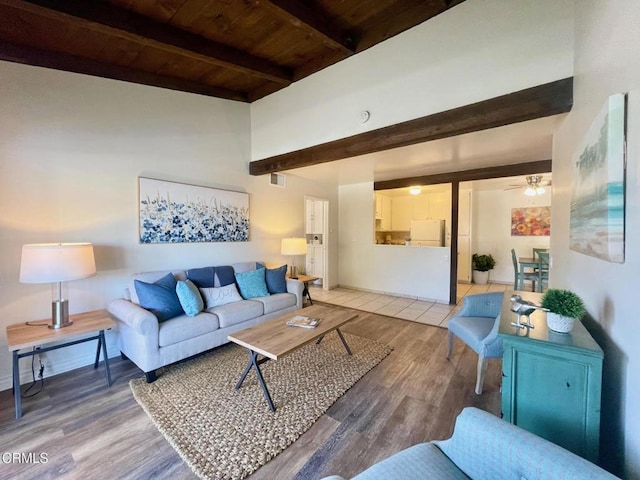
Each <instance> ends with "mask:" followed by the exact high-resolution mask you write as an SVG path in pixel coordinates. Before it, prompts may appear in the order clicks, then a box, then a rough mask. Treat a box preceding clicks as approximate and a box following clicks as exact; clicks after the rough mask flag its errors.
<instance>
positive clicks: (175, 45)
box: [0, 0, 293, 85]
mask: <svg viewBox="0 0 640 480" xmlns="http://www.w3.org/2000/svg"><path fill="white" fill-rule="evenodd" d="M0 4H3V5H7V6H10V7H13V8H17V9H20V10H23V11H28V12H30V13H35V14H37V15H41V16H45V17H48V18H52V19H56V20H61V21H64V22H69V23H71V24H73V25H76V26H80V27H84V28H88V29H91V30H93V31H97V32H102V33H105V34H109V35H115V36H117V37H120V38H124V39H127V40H130V41H134V42H136V43H139V44H142V45H146V46H151V47H154V48H158V49H161V50H164V51H167V52H172V53H176V54H179V55H182V56H186V57H188V58H192V59H195V60H199V61H201V62H204V63H207V64H210V65H214V66H222V67H225V68H229V69H233V70H236V71H240V72H243V73H245V74H249V75H252V76H257V77H259V78H263V79H265V80H269V81H273V82H278V83H280V84H283V85H288V84H290V83H292V81H293V73H292V72H291V71H290V70H289V69H287V68H284V67H281V66H279V65H275V64H273V63H271V62H268V61H266V60H264V59H261V58H258V57H255V56H253V55H250V54H247V53H245V52H242V51H240V50H236V49H233V48H230V47H227V46H225V45H222V44H219V43H216V42H212V41H210V40H207V39H205V38H203V37H200V36H198V35H194V34H192V33H189V32H185V31H183V30H180V29H177V28H174V27H171V26H169V25H163V24H160V23H157V22H153V21H151V20H148V19H147V18H145V17H143V16H141V15H137V14H135V13H132V12H129V11H127V10H123V9H121V8H118V7H115V6H113V5H111V4H108V3H105V2H102V1H95V0H92V1H89V2H87V1H73V0H0Z"/></svg>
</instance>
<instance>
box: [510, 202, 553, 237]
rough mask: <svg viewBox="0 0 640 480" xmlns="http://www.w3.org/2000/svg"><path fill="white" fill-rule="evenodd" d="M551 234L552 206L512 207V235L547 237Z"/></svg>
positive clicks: (511, 229)
mask: <svg viewBox="0 0 640 480" xmlns="http://www.w3.org/2000/svg"><path fill="white" fill-rule="evenodd" d="M550 234H551V207H521V208H512V209H511V236H512V237H531V236H533V237H546V236H549V235H550Z"/></svg>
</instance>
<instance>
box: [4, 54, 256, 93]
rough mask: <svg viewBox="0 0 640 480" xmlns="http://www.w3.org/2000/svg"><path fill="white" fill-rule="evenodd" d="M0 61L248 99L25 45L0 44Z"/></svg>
mask: <svg viewBox="0 0 640 480" xmlns="http://www.w3.org/2000/svg"><path fill="white" fill-rule="evenodd" d="M0 60H6V61H8V62H15V63H23V64H25V65H36V66H39V67H46V68H55V69H57V70H64V71H67V72H75V73H84V74H86V75H94V76H98V77H104V78H112V79H114V80H122V81H125V82H133V83H140V84H143V85H150V86H153V87H162V88H168V89H170V90H179V91H183V92H191V93H198V94H200V95H209V96H212V97H220V98H227V99H229V100H238V101H241V102H246V101H247V100H248V99H247V96H246V95H245V94H243V93H241V92H235V91H233V90H228V89H225V88H220V87H213V86H210V85H206V84H203V83H196V82H192V81H189V80H184V79H181V78H175V77H169V76H166V75H158V74H155V73H149V72H142V71H138V70H131V69H128V68H125V67H117V66H114V65H107V64H104V63H100V62H95V61H92V60H87V59H86V58H80V57H75V56H73V55H68V54H66V53H59V52H52V51H49V50H39V49H36V48H31V47H25V46H22V45H11V44H9V43H6V42H0Z"/></svg>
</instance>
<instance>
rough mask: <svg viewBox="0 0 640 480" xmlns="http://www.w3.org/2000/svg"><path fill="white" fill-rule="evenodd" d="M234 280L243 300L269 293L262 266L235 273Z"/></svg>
mask: <svg viewBox="0 0 640 480" xmlns="http://www.w3.org/2000/svg"><path fill="white" fill-rule="evenodd" d="M236 282H237V283H238V288H240V295H242V298H244V299H245V300H249V299H250V298H256V297H266V296H268V295H269V290H268V289H267V283H266V282H265V269H264V268H259V269H257V270H250V271H247V272H240V273H236Z"/></svg>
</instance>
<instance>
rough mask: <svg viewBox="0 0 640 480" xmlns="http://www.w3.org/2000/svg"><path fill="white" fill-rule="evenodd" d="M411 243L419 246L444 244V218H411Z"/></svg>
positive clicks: (428, 246)
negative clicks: (442, 218) (434, 218)
mask: <svg viewBox="0 0 640 480" xmlns="http://www.w3.org/2000/svg"><path fill="white" fill-rule="evenodd" d="M411 245H412V246H420V247H442V246H444V220H439V219H427V220H411Z"/></svg>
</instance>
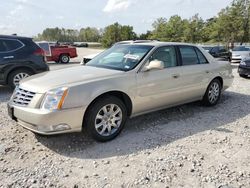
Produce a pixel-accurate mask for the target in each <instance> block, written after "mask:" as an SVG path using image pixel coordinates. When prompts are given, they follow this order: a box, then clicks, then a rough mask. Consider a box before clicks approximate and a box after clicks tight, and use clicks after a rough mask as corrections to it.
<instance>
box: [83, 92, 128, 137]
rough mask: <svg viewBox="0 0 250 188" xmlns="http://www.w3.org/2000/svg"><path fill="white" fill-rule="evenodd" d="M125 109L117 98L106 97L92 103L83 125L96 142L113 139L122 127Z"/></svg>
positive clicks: (118, 133)
mask: <svg viewBox="0 0 250 188" xmlns="http://www.w3.org/2000/svg"><path fill="white" fill-rule="evenodd" d="M126 119H127V109H126V107H125V105H124V103H123V102H122V101H121V100H120V99H119V98H117V97H113V96H107V97H105V98H101V99H99V100H97V101H96V102H94V103H93V104H92V105H91V106H90V108H89V110H88V111H87V113H86V119H85V121H84V125H85V126H86V128H87V131H88V133H89V134H90V135H91V136H92V137H93V138H94V139H95V140H97V141H101V142H105V141H109V140H112V139H114V138H115V137H116V136H118V134H119V133H120V132H121V130H122V129H123V127H124V124H125V122H126Z"/></svg>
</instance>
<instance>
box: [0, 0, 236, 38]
mask: <svg viewBox="0 0 250 188" xmlns="http://www.w3.org/2000/svg"><path fill="white" fill-rule="evenodd" d="M231 2H232V0H71V1H67V0H41V1H38V0H1V3H0V34H12V33H17V34H19V35H26V36H34V35H37V34H38V33H41V32H42V31H43V29H45V28H47V27H64V28H73V29H80V28H81V27H87V26H91V27H97V28H103V27H105V26H107V25H109V24H112V23H114V22H119V23H120V24H126V25H132V26H134V29H135V31H136V32H137V33H143V32H146V31H147V30H150V29H151V28H152V27H151V25H152V22H153V21H154V20H156V19H157V18H159V17H166V18H169V17H170V16H172V15H175V14H178V15H180V16H181V17H183V18H190V17H191V16H192V15H194V14H195V13H199V15H200V16H201V17H202V18H203V19H207V18H210V17H213V16H215V15H217V13H218V12H219V11H220V10H221V9H222V8H225V7H226V6H228V5H230V3H231Z"/></svg>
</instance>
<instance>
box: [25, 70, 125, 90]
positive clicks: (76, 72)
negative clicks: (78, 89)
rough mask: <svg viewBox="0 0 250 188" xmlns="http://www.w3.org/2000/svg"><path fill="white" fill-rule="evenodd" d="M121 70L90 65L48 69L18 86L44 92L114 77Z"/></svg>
mask: <svg viewBox="0 0 250 188" xmlns="http://www.w3.org/2000/svg"><path fill="white" fill-rule="evenodd" d="M123 73H124V72H123V71H118V70H111V69H104V68H97V67H91V66H77V67H71V68H65V69H60V70H54V71H48V72H45V73H41V74H36V75H34V76H31V77H29V78H26V79H24V80H22V81H21V82H20V88H23V89H26V90H29V91H32V92H36V93H45V92H47V91H49V90H50V89H55V88H58V87H63V86H68V87H70V86H72V85H75V84H77V83H79V84H80V83H85V82H91V81H94V80H98V79H104V78H108V77H115V76H117V75H119V74H123Z"/></svg>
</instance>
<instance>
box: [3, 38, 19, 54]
mask: <svg viewBox="0 0 250 188" xmlns="http://www.w3.org/2000/svg"><path fill="white" fill-rule="evenodd" d="M22 46H23V44H22V43H21V42H20V41H18V40H15V39H0V52H9V51H14V50H17V49H19V48H21V47H22Z"/></svg>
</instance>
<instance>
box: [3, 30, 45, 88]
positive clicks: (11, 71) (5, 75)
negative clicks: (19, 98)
mask: <svg viewBox="0 0 250 188" xmlns="http://www.w3.org/2000/svg"><path fill="white" fill-rule="evenodd" d="M48 70H49V67H48V65H47V64H46V61H45V56H44V51H43V50H42V49H41V48H40V47H39V46H38V45H36V43H35V42H33V40H32V38H29V37H20V36H16V35H11V36H9V35H0V84H1V85H9V86H10V87H12V88H14V87H16V86H18V85H19V82H20V81H21V80H22V79H24V78H27V77H29V76H31V75H33V74H37V73H41V72H44V71H48Z"/></svg>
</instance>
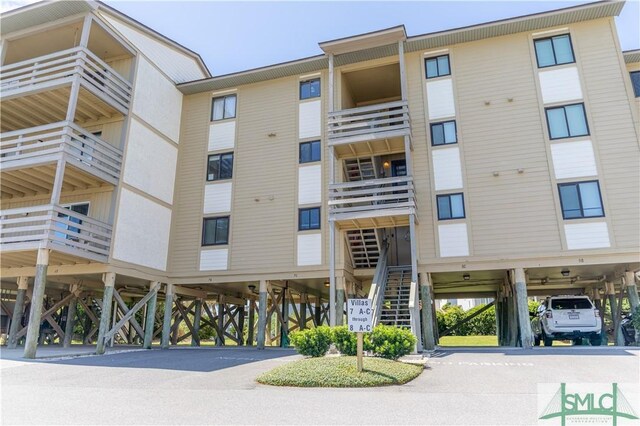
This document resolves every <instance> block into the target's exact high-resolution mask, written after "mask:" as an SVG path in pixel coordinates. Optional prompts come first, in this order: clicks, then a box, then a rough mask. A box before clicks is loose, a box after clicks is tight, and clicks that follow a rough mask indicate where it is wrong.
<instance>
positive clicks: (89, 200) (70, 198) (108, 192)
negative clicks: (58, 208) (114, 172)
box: [2, 189, 113, 223]
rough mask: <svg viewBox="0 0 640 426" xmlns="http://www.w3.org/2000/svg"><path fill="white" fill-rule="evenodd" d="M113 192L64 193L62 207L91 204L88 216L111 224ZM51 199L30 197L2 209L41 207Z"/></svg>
mask: <svg viewBox="0 0 640 426" xmlns="http://www.w3.org/2000/svg"><path fill="white" fill-rule="evenodd" d="M112 194H113V190H111V189H109V190H104V191H99V192H93V193H88V194H81V195H77V194H74V193H73V192H67V193H62V194H61V195H60V202H59V203H58V204H59V205H61V206H66V205H68V204H78V203H87V202H88V203H89V214H88V216H89V217H91V218H93V219H96V220H99V221H101V222H104V223H110V222H111V220H110V219H109V211H110V210H111V196H112ZM49 202H50V198H49V196H46V197H30V198H24V199H13V200H6V201H3V202H2V209H3V210H9V209H17V208H21V207H31V206H41V205H46V204H49Z"/></svg>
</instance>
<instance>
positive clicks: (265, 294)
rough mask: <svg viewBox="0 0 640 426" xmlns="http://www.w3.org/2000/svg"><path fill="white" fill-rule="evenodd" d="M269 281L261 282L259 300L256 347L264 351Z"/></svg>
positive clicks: (258, 305)
mask: <svg viewBox="0 0 640 426" xmlns="http://www.w3.org/2000/svg"><path fill="white" fill-rule="evenodd" d="M267 284H268V283H267V281H266V280H260V293H259V300H258V335H257V342H256V346H257V348H258V349H264V344H265V332H266V328H267V295H268V292H267V287H268V285H267Z"/></svg>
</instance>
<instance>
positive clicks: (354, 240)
mask: <svg viewBox="0 0 640 426" xmlns="http://www.w3.org/2000/svg"><path fill="white" fill-rule="evenodd" d="M347 243H348V245H349V251H350V252H351V260H352V261H353V267H354V268H375V267H376V265H377V264H378V259H379V258H380V240H379V238H378V233H377V231H376V230H375V229H355V230H352V231H347Z"/></svg>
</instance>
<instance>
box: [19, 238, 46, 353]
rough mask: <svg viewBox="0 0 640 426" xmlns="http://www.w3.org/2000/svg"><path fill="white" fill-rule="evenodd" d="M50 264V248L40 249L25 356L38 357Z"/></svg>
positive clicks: (34, 286)
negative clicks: (47, 269)
mask: <svg viewBox="0 0 640 426" xmlns="http://www.w3.org/2000/svg"><path fill="white" fill-rule="evenodd" d="M48 266H49V250H48V249H45V248H41V249H38V257H37V260H36V276H35V279H34V280H33V295H32V297H31V308H30V311H29V324H28V325H27V338H26V342H25V345H24V354H23V357H24V358H28V359H33V358H35V357H36V350H37V348H38V337H39V336H40V322H41V321H42V305H43V302H44V295H45V294H44V293H45V287H46V285H47V268H48Z"/></svg>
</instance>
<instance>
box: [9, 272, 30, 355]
mask: <svg viewBox="0 0 640 426" xmlns="http://www.w3.org/2000/svg"><path fill="white" fill-rule="evenodd" d="M28 285H29V279H28V278H27V277H18V292H17V293H16V303H15V305H14V307H13V315H12V316H11V326H10V327H9V337H8V339H7V348H9V349H15V348H16V346H18V338H17V337H16V335H17V334H18V331H19V330H20V326H21V325H22V324H21V322H22V314H23V312H24V300H25V298H26V295H27V287H28Z"/></svg>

## WORK TO BE COMPLETED
Pictures aside, write out verbatim every line from the first line of the material through the line holding "234L552 206L512 207V235L547".

## YOUR RESPONSE
Each <instance> ends with "mask:" followed by the exact high-resolution mask you write as an SVG path in pixel coordinates. Before it, prompts may appear in the order clicks, then a box, then a rough mask. Treat a box preceding clicks as approximate and a box following clicks as exact; clicks after the rough mask flag its errors.
<instance>
positive clicks: (175, 45)
box: [0, 0, 293, 85]
mask: <svg viewBox="0 0 640 480" xmlns="http://www.w3.org/2000/svg"><path fill="white" fill-rule="evenodd" d="M0 4H3V5H7V6H10V7H13V8H17V9H20V10H23V11H28V12H30V13H35V14H37V15H41V16H45V17H48V18H52V19H56V20H61V21H64V22H69V23H71V24H73V25H76V26H80V27H84V28H88V29H91V30H93V31H97V32H102V33H105V34H109V35H115V36H117V37H120V38H124V39H127V40H130V41H134V42H136V43H139V44H142V45H146V46H151V47H154V48H158V49H161V50H164V51H167V52H172V53H176V54H179V55H182V56H186V57H188V58H192V59H195V60H199V61H201V62H204V63H207V64H210V65H214V66H222V67H225V68H229V69H233V70H236V71H240V72H243V73H245V74H249V75H252V76H257V77H259V78H263V79H265V80H269V81H273V82H278V83H280V84H283V85H288V84H290V83H292V81H293V73H292V72H291V71H290V70H289V69H287V68H284V67H281V66H279V65H275V64H273V63H271V62H268V61H266V60H264V59H261V58H258V57H255V56H253V55H250V54H247V53H245V52H242V51H240V50H236V49H233V48H230V47H227V46H225V45H222V44H219V43H216V42H212V41H210V40H207V39H205V38H203V37H200V36H198V35H194V34H192V33H189V32H185V31H183V30H180V29H177V28H174V27H171V26H169V25H163V24H160V23H157V22H153V21H151V20H148V19H147V18H145V17H143V16H141V15H137V14H135V13H132V12H129V11H127V10H123V9H121V8H118V7H115V6H113V5H111V4H108V3H105V2H102V1H95V0H92V1H89V2H87V1H73V0H0Z"/></svg>
</instance>
<instance>
box: [510, 202, 553, 237]
rough mask: <svg viewBox="0 0 640 480" xmlns="http://www.w3.org/2000/svg"><path fill="white" fill-rule="evenodd" d="M551 234L552 206L512 207V235L547 237Z"/></svg>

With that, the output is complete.